• _Aim of the exercise_: Render every entry below as a numbered list, leaving out any blank lines.

• _Extracted information_:
++++
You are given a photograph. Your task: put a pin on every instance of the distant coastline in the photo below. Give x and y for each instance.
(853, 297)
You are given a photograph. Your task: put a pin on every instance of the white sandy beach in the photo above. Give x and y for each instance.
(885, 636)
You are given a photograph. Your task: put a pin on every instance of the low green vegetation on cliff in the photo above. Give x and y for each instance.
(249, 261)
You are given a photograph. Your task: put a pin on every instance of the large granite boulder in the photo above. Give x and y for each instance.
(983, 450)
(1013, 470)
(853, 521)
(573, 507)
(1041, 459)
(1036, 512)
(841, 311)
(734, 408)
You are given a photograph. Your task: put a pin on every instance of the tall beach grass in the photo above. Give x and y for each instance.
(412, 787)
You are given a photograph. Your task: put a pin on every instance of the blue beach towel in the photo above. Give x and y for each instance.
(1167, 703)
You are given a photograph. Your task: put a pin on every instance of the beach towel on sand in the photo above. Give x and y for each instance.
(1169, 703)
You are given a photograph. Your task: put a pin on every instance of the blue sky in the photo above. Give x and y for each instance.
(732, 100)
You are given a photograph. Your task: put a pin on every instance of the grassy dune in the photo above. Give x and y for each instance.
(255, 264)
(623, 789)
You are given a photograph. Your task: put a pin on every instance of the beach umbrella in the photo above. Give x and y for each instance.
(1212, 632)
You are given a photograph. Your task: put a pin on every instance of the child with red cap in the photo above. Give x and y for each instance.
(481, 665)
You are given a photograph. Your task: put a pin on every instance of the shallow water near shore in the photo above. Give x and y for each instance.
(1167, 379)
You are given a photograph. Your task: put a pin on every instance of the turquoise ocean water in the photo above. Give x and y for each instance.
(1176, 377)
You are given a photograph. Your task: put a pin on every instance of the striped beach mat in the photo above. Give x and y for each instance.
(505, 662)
++++
• _Full solution_:
1. You are given a photograph. Your task: put a pin on every instance of the distant coastline in the photo below. Give x and y for each instance.
2. (853, 297)
3. You are given a photograph. Your task: put a pin on every instance of the white sandy beach in the photo above. Give x and y for each instance.
4. (885, 636)
5. You are given a photograph. Your task: put a pin on every instance of the low green vegetation on cliff in the photo above. Give x and y for each instance.
6. (249, 261)
7. You are given a photograph. Your task: put a pin on every instance of the large granite boulder in the photo above. Give x and y for each instance.
8. (983, 450)
9. (1013, 470)
10. (853, 521)
11. (573, 507)
12. (1041, 459)
13. (1036, 512)
14. (841, 311)
15. (734, 408)
16. You are given a photograph. Your task: put a pin on every instance of the tall beach grass in the photo above. Give x and y for each instance.
17. (412, 787)
18. You are given a photograph. Your task: put a pin on every instance of the blue beach towel in the photo above. Give x and y for each instance.
19. (1167, 703)
20. You are given a photograph. Your task: put a pin on every instance of the beach towel on sand in the photo above. Give x and y for each instance.
21. (1169, 703)
22. You are given a photograph. Your task: put a pin on every instance of the blue sky in the photo above. Give x and y for each instance.
23. (732, 100)
24. You are given a photograph. Your task: put a pin on every instance of the grassy dune in the photo above. Give x and y for each instance.
25. (255, 264)
26. (623, 789)
27. You are given a photograph. Your task: put a pin on every instance of the beach umbrella in the photo above. Give x and y for each instance.
28. (1212, 632)
29. You are given a photograph. Your task: put a pin on every instance of the child with red cap in the photo above. Give x and y for each instance.
30. (481, 665)
31. You are given a photograph. Your task: put a pin on every instance of the shallow water near shore in the photo above. Give x and y for each instance.
32. (1167, 379)
33. You are given a photograph. Your task: put a pin on every instance of the turquoise ocean water in the photo above. Give x and y for each instance.
34. (1176, 377)
35. You are given a photograph. Your task: put a pin on every instance of the striped beach mat in the photo above. Give x and y for each instance.
36. (505, 662)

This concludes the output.